§ **Activity**
Quote every line of the material beneath this one.

——————

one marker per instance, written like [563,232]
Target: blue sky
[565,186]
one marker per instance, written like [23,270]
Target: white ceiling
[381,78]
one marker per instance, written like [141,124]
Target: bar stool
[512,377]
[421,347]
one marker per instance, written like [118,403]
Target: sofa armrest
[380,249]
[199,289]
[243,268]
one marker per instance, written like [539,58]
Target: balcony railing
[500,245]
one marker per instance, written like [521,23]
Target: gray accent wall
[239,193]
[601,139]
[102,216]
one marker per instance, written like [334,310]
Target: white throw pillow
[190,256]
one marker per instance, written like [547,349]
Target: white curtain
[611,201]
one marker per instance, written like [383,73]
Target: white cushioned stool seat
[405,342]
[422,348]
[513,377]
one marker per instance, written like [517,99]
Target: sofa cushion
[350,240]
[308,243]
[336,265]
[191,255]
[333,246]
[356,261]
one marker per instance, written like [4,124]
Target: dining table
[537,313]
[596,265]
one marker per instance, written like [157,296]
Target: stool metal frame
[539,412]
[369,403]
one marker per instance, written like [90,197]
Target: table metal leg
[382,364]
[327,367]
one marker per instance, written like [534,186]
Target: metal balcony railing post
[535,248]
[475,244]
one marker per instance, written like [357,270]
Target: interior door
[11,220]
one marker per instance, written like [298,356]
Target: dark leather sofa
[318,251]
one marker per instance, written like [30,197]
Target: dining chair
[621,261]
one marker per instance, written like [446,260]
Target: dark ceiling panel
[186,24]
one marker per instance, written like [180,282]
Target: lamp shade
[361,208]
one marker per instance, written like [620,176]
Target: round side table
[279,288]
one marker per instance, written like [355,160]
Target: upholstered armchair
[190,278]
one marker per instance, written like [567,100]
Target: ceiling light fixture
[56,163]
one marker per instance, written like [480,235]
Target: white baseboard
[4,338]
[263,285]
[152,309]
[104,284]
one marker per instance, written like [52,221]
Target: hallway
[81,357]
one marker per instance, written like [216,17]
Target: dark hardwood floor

——————

§ **Exercise response**
one marker per instance, written like [563,232]
Target: blue sky
[565,186]
one marker per instance, written like [23,270]
Target: white ceiling
[381,78]
one marker per instance, written like [141,124]
Target: bar stool
[512,377]
[421,347]
one marker per instance, written like [118,403]
Target: sofa armrest
[380,249]
[199,289]
[243,268]
one marker per instance, written like [539,58]
Target: balcony railing
[500,245]
one marker per instance, written like [521,23]
Target: gray accent wall
[239,193]
[601,139]
[102,216]
one marker per instance, written like [334,310]
Target: white throw pillow
[190,256]
one marker per instance, written like [547,349]
Target: white curtain
[611,201]
one marker per instance, written like [383,73]
Target: white cushioned stool seat
[405,342]
[422,348]
[513,377]
one marker per instance, written like [517,99]
Target: sofa cushion
[350,240]
[308,243]
[336,265]
[191,255]
[333,246]
[356,261]
one marker per instance, written like [4,124]
Target: dining table
[537,313]
[596,265]
one marker per instance, written like [157,296]
Target: stool metal frame
[539,412]
[369,403]
one marker per instance, written like [90,197]
Target: table metal leg
[382,364]
[327,367]
one marker per instance, written like [534,186]
Target: metal balcony railing post
[535,248]
[475,244]
one marker per instance, written like [357,270]
Target: interior door
[11,220]
one marker per instance, written like [298,356]
Target: dark leather sofa
[318,251]
one marker per instance, written like [30,197]
Target: dining chair
[621,261]
one marker per instance, written like [446,260]
Target: dark ceiling panel
[186,24]
one marker per instance, written like [180,282]
Target: lamp shade
[361,208]
one marker per instance, written like [620,176]
Target: round side table
[279,288]
one marker per instance, written like [355,160]
Target: upholstered armchair
[190,278]
one marker per instance, written like [567,100]
Target: ceiling light fixture
[56,163]
one marker per instance, written like [480,235]
Target: white baseboard
[4,338]
[263,285]
[152,309]
[104,284]
one marker per instance, written like [52,221]
Target: hallway
[81,357]
one marker per instance, written like [216,17]
Target: dark hardwood floor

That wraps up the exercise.